**PROBLEM REQUIREMENTS**
Copy every line that contains the string "target" from the entries below.

**** DATASET

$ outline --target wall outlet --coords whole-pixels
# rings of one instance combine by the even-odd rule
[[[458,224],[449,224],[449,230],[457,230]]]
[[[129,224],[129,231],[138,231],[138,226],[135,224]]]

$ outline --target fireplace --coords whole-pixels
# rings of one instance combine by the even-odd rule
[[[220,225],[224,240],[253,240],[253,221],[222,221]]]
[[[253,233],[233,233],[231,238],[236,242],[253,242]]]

********

**ANSWER SECTION**
$ outline --target wall outlet --coords whole-pixels
$ outline --target fireplace --coords whole-pixels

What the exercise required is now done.